Description of the task →
Would you please write out each entry precisely as given?

....

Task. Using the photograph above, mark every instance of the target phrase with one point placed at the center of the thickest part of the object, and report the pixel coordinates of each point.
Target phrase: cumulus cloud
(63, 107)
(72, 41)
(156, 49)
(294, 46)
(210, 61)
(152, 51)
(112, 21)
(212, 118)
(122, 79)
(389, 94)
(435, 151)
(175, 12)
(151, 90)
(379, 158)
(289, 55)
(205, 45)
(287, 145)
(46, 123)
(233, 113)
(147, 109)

....

Written reply →
Task. Using the photograph above, mark every instance of the target phrase with one point placed at the center of the thickest part of the object, and report the pixel coordinates of each point.
Target phrase: cumulus cloud
(63, 107)
(72, 41)
(156, 49)
(294, 46)
(210, 61)
(152, 51)
(112, 21)
(212, 118)
(122, 79)
(389, 94)
(435, 151)
(175, 12)
(151, 90)
(379, 158)
(289, 55)
(205, 45)
(287, 145)
(46, 123)
(233, 113)
(147, 109)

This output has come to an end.